= SUPPLIED PASSAGE =
[racket] member et al.

From: Jay McCarthy (jay.mccarthy at gmail.com)
Date: Thu Nov 11 13:57:59 EST 2010

On Thu, Nov 11, 2010 at 11:56 AM, Mark Engelberg
<mark.engelberg at gmail.com> wrote:
> On Thu, Nov 11, 2010 at 9:56 AM, Jay McCarthy <jay.mccarthy at gmail.com> wrote:
>> (define (andmap f l)
>>  (if (empty? l)
>>     #t
>>     (and (f (first l)) (andmap f (rest l)))))
>>
>> If and has to return a boolean, then it leaves space on the stack to
>> check if andmap returns a bool or to convert "truth" to #t. Thus this
>> program goes from constant stack space to linear stack space.
>
> I don't understand this point.
>
> (define (andmap f l)
>  (cond
>   [(empty? l) #t]
>   [(f (first l)) (andmap f (rest l))]
>   [else #f]))

= SUPPLIED RECORDS =
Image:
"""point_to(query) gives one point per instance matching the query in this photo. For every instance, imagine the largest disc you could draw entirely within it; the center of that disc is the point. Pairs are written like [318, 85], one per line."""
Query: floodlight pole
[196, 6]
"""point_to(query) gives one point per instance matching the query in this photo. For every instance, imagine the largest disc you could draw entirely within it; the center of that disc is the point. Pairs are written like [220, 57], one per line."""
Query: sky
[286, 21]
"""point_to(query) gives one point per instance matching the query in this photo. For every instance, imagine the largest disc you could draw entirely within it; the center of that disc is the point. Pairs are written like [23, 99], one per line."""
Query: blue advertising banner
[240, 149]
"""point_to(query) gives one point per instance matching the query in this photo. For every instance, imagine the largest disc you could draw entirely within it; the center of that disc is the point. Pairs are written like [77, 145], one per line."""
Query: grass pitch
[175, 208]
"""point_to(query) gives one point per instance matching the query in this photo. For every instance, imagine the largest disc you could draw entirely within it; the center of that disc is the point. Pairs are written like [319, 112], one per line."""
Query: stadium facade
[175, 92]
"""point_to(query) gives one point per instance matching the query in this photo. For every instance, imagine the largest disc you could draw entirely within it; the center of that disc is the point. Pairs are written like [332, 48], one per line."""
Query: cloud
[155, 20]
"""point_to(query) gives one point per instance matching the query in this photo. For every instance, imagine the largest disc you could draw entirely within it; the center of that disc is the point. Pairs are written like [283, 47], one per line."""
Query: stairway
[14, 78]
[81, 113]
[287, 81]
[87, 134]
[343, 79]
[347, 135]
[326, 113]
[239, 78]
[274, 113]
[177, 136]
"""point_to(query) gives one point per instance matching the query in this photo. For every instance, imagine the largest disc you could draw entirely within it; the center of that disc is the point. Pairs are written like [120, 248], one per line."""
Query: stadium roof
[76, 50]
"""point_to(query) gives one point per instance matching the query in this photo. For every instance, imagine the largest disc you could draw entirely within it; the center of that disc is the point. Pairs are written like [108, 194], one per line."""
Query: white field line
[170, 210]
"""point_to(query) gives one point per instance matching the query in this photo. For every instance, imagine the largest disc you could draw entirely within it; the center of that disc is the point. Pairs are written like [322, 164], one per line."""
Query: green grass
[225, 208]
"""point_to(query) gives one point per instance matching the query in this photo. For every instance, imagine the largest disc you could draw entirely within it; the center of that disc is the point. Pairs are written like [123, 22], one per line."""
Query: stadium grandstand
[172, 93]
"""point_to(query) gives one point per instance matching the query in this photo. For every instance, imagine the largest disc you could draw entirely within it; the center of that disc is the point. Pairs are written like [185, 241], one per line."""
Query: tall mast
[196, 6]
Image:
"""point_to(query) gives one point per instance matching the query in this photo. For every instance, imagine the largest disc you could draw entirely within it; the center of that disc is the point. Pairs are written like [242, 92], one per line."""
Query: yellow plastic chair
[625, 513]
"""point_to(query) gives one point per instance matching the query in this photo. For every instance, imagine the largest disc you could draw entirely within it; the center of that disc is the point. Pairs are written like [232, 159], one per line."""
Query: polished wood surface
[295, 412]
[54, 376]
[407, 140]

= TASKS TO CARRY OUT =
- 1) In the records, from the line containing "[123, 22], one" through the last line of the records, rename "disc" to "circle" and give those lines back with nothing else changed.
- 2) Carry on the mailing-list message about andmap and stack space from the point where it stops.
The mailing-list message and the records have nothing to do with each other.

= EXPECTED OUTPUTS =
- 1)
"""point_to(query) gives one point per instance matching the query in this photo. For every instance, imagine the largest circle you could draw entirely within it; the center of that circle is the point. Pairs are written like [123, 22], one per line."""
Query: stadium grandstand
[172, 93]
"""point_to(query) gives one point per instance matching the query in this photo. For every instance, imagine the largest circle you could draw entirely within it; the center of that circle is the point. Pairs are written like [185, 241], one per line."""
Query: tall mast
[196, 6]
Image:
"""point_to(query) gives one point per instance matching the query in this photo. For every instance, imagine the largest circle you could draw entirely within it; the center of that circle is the point. Pairs are written like [242, 92], one per line."""
Query: yellow plastic chair
[625, 513]
"""point_to(query) gives one point per instance matching the query in this photo. For every instance, imagine the largest circle you could draw entirely within it; the center of that circle is the point. Pairs are written like [232, 159], one per line."""
Query: polished wood surface
[295, 412]
[54, 376]
[407, 140]

- 2)
>
> definitely returns a Boolean, while working with both "true
> predicates" and "pseudo predicates", and works in constant stack
> space.
>
> If you really wanted and/or to definitely return booleans, there's no
> reason they couldn't be implemented similarly, like this for a two arg
> version:
> (define-syntax-rule (and x y)
>  (cond
>    [x (if y #t #f)]

This 'if' introduces a stack frame that is not otherwise needed.

Jay

>    [else #f]))
>
> or more like andmap for the multiarg version.  Basically, you end up
> doing one more test (against the final arg) than you would in the
> existing scheme.
>
> With such an implementation of and, you could implement andmap
> directly using and, while getting a guaranteed Boolean.
>
> So I don't see why there's any connection between making things return
> Booleans and tail-call behavior.
>
> Regardless of this point, I think that at least a case has been made
> that there would be value to having member? alongside member, because
> sometimes (especially in Typed Racket) it is useful to express
> predicate intent.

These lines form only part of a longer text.